Task brief: The listing below is to be output in its exact form.

____________________

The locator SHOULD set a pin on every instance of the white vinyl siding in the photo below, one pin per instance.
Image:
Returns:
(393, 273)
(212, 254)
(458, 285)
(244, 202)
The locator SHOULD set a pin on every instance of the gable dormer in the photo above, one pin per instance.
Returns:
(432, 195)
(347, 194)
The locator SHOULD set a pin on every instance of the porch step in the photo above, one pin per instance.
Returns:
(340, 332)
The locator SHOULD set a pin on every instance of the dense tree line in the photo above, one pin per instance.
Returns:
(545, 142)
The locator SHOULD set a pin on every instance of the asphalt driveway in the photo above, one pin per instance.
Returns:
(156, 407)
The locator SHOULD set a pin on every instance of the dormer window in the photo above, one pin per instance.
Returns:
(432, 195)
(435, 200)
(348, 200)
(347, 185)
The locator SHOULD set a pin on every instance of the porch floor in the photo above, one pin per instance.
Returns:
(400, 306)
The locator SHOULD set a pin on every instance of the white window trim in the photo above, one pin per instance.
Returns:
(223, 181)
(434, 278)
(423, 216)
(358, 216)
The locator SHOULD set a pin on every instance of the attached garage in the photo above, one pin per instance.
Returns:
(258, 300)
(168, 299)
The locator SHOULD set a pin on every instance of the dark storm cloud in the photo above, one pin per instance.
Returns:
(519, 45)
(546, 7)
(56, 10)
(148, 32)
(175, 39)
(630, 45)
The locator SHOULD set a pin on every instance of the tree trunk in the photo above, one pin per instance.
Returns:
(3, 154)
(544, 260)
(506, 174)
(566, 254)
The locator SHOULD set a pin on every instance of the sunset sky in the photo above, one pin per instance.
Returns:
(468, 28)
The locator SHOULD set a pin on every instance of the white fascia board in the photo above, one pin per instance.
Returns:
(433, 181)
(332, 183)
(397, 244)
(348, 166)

____________________

Solution for this exercise:
The locator SHOULD set a pin on every instance of the white vinyl siding in the photo below, one pin per instance.
Image:
Returns:
(393, 273)
(212, 254)
(458, 285)
(244, 202)
The locator SHOULD set a pin on every instance of the gable dormer in the photo above, one pin per instance.
Returns:
(432, 195)
(347, 194)
The locator SHOULD set a pin on every instance of the porch step in the photo above, one pin per instance.
Returns:
(340, 332)
The locator SHOULD set a pin on every instance of the dense tree line in the photo above, one pin per instance.
Returns:
(545, 142)
The locator SHOULD set a pin on every instance of the asphalt driveway in the photo above, one pin per instance.
Returns:
(156, 407)
The locator SHOULD set a pin on every instance of the dormer window in the photo above, one pin per instance.
Returns:
(432, 195)
(435, 200)
(348, 200)
(347, 185)
The locator SHOULD set a pin on every instance of the porch floor in the photo above, one pin per instance.
Returns:
(400, 306)
The locator SHOULD set a pin on every instance of the white window trim in the photo above, one pin per instance.
Returns:
(223, 181)
(434, 278)
(423, 216)
(358, 216)
The locator SHOULD set a pin on every instance of the attached garage in the photo above, one pin per instance.
Returns:
(258, 300)
(168, 299)
The locator SHOULD set a pin on every instance of the dark storm cloud in the photo above, one pin per instance.
Returns:
(519, 45)
(546, 7)
(56, 10)
(148, 32)
(175, 39)
(630, 45)
The locator SHOULD set a pin on every instance of the tree trunk in the photo above, one pin per instance.
Returns:
(3, 154)
(544, 260)
(506, 174)
(566, 254)
The locator SHOULD set a pin on every instance of the sunset sky in the photo above, one pin per instance.
Returns:
(468, 28)
The locator SHOULD set a pin on every instance of the white fascia board in the photo above, one pin per instance.
Returns:
(433, 181)
(332, 183)
(397, 244)
(348, 166)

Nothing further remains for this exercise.